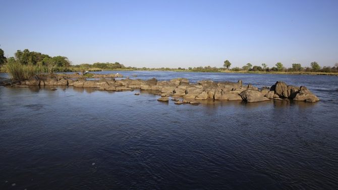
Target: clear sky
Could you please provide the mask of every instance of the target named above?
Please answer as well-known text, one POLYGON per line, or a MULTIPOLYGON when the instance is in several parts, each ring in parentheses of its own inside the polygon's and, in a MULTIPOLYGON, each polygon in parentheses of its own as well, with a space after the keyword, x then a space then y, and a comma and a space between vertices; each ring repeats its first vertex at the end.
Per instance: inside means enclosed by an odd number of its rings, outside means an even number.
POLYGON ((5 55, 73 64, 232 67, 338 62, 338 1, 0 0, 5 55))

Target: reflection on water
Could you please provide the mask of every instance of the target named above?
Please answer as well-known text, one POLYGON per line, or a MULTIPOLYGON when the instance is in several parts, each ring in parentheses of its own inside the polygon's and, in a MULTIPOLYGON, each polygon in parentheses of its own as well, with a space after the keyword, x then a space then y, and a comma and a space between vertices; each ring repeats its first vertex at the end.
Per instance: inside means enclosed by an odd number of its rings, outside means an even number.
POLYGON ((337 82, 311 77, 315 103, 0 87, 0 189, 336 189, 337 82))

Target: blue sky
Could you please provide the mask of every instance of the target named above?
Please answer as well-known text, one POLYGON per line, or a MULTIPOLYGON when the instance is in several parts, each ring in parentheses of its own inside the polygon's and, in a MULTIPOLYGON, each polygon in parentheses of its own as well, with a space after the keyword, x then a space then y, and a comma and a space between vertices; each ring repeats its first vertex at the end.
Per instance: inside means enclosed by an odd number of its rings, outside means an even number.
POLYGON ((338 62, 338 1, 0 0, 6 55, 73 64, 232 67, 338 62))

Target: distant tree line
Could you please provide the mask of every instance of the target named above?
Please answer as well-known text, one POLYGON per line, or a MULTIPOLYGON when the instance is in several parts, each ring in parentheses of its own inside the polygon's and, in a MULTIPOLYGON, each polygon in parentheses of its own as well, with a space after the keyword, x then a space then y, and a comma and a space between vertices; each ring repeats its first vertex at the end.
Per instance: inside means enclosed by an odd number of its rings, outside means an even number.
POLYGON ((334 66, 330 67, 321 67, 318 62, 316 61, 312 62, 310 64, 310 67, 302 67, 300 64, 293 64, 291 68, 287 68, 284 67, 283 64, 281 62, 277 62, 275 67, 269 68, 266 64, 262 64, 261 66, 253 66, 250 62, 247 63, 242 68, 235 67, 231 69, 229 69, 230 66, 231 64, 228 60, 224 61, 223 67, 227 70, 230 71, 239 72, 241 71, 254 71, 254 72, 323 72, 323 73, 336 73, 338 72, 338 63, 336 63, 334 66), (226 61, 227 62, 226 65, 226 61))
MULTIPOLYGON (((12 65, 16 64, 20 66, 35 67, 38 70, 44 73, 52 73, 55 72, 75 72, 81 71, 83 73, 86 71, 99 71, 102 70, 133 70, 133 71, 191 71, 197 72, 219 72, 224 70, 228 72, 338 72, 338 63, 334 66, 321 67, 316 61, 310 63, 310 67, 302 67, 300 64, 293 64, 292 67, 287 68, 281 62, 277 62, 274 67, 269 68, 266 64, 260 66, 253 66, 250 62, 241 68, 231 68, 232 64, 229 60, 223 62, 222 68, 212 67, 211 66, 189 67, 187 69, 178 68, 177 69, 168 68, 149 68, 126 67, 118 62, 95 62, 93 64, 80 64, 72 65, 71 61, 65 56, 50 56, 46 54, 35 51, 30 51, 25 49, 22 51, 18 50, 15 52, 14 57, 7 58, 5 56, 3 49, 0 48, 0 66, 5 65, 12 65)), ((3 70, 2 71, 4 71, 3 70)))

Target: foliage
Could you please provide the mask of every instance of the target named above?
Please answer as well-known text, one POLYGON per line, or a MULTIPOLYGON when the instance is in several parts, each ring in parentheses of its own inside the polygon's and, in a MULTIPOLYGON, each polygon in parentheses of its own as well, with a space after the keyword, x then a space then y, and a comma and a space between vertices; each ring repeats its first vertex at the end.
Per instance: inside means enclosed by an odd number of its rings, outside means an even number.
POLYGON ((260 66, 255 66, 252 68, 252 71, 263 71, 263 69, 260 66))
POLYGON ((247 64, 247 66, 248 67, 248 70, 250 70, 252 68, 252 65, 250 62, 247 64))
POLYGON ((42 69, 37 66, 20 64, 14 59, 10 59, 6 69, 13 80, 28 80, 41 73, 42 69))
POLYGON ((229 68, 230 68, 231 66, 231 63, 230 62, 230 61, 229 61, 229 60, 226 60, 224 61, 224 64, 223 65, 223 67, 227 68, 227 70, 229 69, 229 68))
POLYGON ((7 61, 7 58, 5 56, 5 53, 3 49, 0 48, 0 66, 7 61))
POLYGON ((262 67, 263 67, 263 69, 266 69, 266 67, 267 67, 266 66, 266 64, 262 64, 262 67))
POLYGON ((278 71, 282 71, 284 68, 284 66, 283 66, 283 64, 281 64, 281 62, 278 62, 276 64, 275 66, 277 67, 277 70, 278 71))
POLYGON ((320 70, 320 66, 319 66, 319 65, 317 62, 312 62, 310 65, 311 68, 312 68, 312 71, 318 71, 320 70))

○ ○ ○ ○ ○ ○ ○

→ **INSTRUCTION**
Could you write out, character for character, the lines from the one containing "Target: blue sky" up to and including the one containing "MULTIPOLYGON (((12 65, 16"?

→ **RESPONSE TO THE TASK**
Target: blue sky
Could you please provide the mask of every instance of the target named above?
Please answer as well-known text, one POLYGON per line, or a MULTIPOLYGON when the instance is in several parts, each ring in parentheses of its own inside the polygon's and, in a MULTIPOLYGON, each polygon in parentheses of its own as well, with a space after the keyword, x then a space then y, and a comma and a space between vertices; each ring repeats its first vertex at the end.
Per instance: inside means enclosed by an odd number of its rings, outside means an even number.
POLYGON ((338 62, 338 1, 0 0, 6 55, 73 64, 232 67, 338 62))

Target: distant tree line
Could you please provide the mask of every instance of the target named above?
Please answer as well-known text, one POLYGON per line, or a MULTIPOLYGON when the instance is in several parts, each ring in parentheses of its own inside the polygon's and, in a MULTIPOLYGON, each polygon in parentheses of its own as well, with a space after the keyword, x then a space then y, and a comma and a space between vertices; each ring repeats its first vertex at the end.
Per instance: inside means enclosed by an odd number of its rings, outside means an even number.
POLYGON ((334 66, 330 67, 321 67, 318 62, 316 61, 312 62, 310 64, 310 67, 302 67, 300 64, 293 64, 291 68, 287 68, 284 67, 283 64, 281 62, 277 62, 275 67, 269 68, 266 64, 262 64, 261 66, 253 66, 250 62, 247 63, 242 68, 235 67, 231 69, 229 69, 230 66, 231 64, 228 60, 224 61, 223 67, 227 70, 230 71, 239 72, 241 71, 254 71, 254 72, 323 72, 323 73, 336 73, 338 72, 338 63, 336 63, 334 66), (226 61, 227 62, 226 65, 226 61))
MULTIPOLYGON (((12 65, 16 64, 20 66, 35 67, 38 70, 44 73, 52 73, 55 72, 75 72, 81 71, 83 73, 86 71, 99 71, 102 70, 133 70, 133 71, 191 71, 197 72, 219 72, 224 70, 228 72, 338 72, 338 63, 334 66, 321 67, 316 61, 310 63, 310 67, 302 67, 300 64, 293 64, 292 67, 287 68, 281 62, 277 62, 274 67, 269 68, 266 64, 260 66, 253 66, 250 62, 241 68, 231 68, 232 64, 229 60, 223 62, 222 68, 212 67, 211 66, 189 67, 187 69, 178 68, 177 69, 168 68, 149 68, 126 67, 118 62, 95 62, 93 64, 80 64, 72 65, 71 61, 65 56, 50 56, 46 54, 35 51, 30 51, 25 49, 22 51, 18 50, 15 52, 14 57, 7 58, 5 56, 3 49, 0 48, 0 66, 5 65, 12 65)), ((3 70, 2 71, 4 71, 3 70)))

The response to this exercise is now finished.